### PASSAGE FOR REVIEW:
Technology shares closed higher and Treasury yields retreated from the highest levels of the day as investors weighed the risk of inflation with economic growth accelerating. The S&P 500 dropped by 0.060% to 3,913.10 while Dow Jones was down 234.33 points (0.71%) to 32,627.97.
The Biden administration is considering ways to push the global finance industry to consistently account for carbon dioxide emissions and green investments, according to people familiar with the matter. The Treasury Department and US regulators are in the early stages of working on measures to improve companies’ environmental impact disclosure, according to the people.
The European Union’s path to joint fiscal stimulus is looking less assured than its monetary guardians would like, casting further clouds over an outlook already stunted by the bloc’s botched vaccination drive. European Central Bank President Christine Lagarde gave a hint of alarm to lawmakers on the slow rollout of the 750 billion-euro (US$896 billion) pandemic recovery fund, building on the warning of colleagues.
France still sees gross domestic product growth of 6% this year, even after new lockdown measures came into force in Paris and other regions to contain the coronavirus. “I confirm our ambitions to reach 6% growth in 2021,” Finance Minister Bruno Le Maire said in a radio interview on France Inter. The moment when they lift the restrictions, their ability to rebound is said to be extraordinary.
Canadian retailers got a boost in February after public-health authorities lifted lockdowns. Retail sales rose 4.0% on the month, preliminary data released by Statistics Canada show. The bounce-back comes after a 1.1% drop in receipts in January and a 3.7% decline in December, when many businesses were forced to close because of a second wave of Covid-19.

### TASK INSTRUCTIONS:
1. In the financial news roundup, how much did Canadian retail sales rise in February?
2. Continue the financial news roundup from the point where it stops.
The material has no connection to the financial news roundup.

### SUPPLIED RECORDS:
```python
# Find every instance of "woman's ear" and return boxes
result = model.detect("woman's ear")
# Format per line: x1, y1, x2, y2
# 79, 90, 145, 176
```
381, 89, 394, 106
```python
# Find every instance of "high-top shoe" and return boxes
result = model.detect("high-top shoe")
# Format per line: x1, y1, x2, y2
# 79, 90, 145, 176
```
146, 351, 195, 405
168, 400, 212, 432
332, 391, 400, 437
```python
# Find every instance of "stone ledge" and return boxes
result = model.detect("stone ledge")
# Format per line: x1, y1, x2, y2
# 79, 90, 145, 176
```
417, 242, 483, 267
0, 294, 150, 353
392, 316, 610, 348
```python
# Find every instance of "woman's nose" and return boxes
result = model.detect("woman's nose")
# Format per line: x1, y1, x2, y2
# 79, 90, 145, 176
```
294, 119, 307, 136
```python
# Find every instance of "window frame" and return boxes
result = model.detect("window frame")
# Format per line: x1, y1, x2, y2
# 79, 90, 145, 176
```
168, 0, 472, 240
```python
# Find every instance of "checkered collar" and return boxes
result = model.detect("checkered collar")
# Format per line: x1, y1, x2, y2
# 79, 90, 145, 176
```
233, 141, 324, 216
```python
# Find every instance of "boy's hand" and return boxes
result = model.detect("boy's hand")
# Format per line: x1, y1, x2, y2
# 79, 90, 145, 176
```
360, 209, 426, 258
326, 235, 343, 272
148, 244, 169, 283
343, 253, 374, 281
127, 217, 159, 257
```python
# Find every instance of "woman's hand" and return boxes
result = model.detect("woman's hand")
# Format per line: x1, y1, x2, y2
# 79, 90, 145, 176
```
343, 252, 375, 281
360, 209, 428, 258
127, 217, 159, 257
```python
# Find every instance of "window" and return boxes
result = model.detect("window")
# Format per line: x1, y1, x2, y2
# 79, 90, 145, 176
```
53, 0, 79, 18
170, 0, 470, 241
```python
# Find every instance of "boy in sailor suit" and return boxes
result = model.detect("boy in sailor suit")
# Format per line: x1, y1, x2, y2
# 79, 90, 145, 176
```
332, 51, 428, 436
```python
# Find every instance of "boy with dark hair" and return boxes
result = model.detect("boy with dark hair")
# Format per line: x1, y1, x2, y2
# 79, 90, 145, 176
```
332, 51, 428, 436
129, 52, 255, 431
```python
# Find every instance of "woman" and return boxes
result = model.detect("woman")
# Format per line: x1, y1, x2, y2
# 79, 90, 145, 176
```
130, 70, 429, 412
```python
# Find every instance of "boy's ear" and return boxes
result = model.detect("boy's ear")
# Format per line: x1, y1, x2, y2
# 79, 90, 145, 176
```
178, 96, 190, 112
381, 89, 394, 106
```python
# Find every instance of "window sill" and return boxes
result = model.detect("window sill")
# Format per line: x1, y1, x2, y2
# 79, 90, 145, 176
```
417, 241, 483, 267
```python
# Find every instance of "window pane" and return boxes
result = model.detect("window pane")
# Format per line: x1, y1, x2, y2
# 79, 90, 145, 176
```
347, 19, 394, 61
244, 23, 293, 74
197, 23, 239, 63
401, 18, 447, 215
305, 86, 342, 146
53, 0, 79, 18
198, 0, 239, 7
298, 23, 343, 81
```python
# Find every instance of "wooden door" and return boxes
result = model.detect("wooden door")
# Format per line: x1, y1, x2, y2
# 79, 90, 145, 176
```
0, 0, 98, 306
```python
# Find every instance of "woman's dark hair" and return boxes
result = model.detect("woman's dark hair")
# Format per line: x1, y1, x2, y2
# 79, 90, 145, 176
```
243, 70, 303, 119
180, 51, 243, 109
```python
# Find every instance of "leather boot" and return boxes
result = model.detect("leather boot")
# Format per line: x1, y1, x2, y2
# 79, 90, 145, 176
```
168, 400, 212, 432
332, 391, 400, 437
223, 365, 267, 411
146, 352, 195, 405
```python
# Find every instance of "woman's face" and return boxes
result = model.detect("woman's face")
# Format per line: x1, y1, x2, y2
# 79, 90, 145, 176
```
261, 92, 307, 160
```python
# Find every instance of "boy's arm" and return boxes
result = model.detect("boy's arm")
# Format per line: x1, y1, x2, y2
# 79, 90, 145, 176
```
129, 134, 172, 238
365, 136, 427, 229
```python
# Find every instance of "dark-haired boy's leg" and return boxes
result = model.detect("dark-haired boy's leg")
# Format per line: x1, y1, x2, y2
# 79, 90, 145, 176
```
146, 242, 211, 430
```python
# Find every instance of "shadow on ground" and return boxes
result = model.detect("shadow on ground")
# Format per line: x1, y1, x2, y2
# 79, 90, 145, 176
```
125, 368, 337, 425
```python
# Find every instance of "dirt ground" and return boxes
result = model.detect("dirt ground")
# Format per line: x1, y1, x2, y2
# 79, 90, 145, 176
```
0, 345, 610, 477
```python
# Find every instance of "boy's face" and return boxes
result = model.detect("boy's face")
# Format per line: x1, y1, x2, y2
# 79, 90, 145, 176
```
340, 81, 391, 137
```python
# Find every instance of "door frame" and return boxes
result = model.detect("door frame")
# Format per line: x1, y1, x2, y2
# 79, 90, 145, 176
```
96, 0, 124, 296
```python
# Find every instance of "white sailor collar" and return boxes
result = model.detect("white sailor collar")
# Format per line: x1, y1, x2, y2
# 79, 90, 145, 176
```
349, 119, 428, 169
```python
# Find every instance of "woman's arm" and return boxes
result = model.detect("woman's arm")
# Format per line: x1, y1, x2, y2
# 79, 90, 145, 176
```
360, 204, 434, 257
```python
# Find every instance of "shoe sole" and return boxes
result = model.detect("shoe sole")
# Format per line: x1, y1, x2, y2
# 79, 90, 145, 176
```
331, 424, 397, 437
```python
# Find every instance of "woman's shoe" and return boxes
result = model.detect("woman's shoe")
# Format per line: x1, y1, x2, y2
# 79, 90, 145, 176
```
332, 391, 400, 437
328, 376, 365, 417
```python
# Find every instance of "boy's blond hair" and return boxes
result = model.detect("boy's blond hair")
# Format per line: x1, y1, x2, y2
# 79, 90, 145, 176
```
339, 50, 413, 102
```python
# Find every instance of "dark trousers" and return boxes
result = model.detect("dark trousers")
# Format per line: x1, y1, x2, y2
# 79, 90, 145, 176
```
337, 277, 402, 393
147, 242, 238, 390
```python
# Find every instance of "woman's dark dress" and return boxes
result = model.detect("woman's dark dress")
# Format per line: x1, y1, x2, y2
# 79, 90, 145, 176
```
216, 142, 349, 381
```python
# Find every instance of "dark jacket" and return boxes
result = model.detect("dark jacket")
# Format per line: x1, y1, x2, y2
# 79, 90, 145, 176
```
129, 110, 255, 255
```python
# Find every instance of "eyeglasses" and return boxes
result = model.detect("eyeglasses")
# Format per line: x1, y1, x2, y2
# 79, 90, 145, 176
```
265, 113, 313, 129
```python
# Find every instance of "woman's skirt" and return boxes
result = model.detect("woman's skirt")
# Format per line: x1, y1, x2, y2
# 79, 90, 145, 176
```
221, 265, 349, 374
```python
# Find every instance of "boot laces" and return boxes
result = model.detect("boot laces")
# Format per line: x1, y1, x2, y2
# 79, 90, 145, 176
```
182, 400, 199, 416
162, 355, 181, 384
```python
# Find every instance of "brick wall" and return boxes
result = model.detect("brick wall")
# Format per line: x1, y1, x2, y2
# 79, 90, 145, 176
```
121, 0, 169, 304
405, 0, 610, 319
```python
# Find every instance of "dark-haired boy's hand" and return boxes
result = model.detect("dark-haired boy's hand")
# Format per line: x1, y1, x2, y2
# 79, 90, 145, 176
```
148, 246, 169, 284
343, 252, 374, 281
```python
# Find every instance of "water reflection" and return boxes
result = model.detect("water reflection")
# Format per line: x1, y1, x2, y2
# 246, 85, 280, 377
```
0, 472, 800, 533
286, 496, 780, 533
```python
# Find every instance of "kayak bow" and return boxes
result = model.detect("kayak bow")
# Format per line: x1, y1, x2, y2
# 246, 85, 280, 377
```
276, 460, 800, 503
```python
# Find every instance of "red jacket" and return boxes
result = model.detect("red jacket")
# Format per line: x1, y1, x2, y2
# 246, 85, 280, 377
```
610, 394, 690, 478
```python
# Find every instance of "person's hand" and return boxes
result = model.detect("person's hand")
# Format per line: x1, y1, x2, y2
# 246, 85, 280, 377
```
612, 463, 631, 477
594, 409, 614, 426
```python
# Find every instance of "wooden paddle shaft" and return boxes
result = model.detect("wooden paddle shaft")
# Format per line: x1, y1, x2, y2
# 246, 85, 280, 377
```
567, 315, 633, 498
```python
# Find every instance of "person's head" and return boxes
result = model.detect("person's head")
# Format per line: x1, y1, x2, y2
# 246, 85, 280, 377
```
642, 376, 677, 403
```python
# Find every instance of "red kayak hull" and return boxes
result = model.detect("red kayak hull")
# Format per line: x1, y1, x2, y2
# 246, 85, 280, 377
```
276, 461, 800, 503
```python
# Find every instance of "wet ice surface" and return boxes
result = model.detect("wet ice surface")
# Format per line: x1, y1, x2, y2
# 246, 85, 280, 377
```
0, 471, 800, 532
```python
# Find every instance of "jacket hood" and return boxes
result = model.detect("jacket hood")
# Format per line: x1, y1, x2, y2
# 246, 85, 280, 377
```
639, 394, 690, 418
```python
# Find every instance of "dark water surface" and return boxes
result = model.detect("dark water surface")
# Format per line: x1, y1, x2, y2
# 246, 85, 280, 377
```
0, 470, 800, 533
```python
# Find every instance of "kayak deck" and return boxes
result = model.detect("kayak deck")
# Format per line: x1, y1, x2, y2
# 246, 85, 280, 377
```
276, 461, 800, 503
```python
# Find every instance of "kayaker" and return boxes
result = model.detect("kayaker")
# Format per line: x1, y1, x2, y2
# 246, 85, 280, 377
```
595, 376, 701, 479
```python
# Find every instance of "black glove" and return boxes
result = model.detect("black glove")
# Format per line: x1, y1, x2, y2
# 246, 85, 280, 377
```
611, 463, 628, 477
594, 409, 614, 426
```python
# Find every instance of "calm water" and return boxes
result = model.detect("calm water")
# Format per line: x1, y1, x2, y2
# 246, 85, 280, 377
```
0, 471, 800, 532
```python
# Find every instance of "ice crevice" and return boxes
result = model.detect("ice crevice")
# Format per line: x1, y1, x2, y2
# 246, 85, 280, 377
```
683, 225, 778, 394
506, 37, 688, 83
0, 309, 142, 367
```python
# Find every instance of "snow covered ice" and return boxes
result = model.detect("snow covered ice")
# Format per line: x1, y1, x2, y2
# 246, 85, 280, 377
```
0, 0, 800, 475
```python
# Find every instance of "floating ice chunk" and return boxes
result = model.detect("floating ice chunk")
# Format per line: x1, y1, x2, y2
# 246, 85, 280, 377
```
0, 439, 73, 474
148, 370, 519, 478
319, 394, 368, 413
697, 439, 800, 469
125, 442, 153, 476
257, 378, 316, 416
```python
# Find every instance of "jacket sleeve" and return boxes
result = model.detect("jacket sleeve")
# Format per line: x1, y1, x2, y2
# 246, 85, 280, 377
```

### RESULTS OF THE EXERCISE:
1. They rose 4.0% on the month.

2.
China still has room to pump liquidity into the economy while keeping its leverage ratio stable, People’s Bank of China Governor Yi Gang said. China’s macro-leverage ratio remains at a stable level, Yi said at the China Development Forum in Beijing. “This will not only provide positive incentives for economic players, but also help create an environment less likely to spawn financial risks.” he said.
BOJ unveiled a set of carefully crafted policy tweaks aimed at giving itself more flexibility to keep up its long quest to revive inflation. They set out a wider-thanpreviously-thought movement range for bond yields and scrapped a buying target for stock funds at the end of a three-month policy review. BOJ’s decision to focus its purchasing of exchange-traded funds on the wider Topix index drove down shares on the Nikkei 225.
Oil ended its worst week since October on a gain, a day after inflation concerns and worries over the trajectory of near-term demand triggered the largest daily loss in several months. Brent crude for May settlement dropped US$0.38 to US$64.15 per barrel.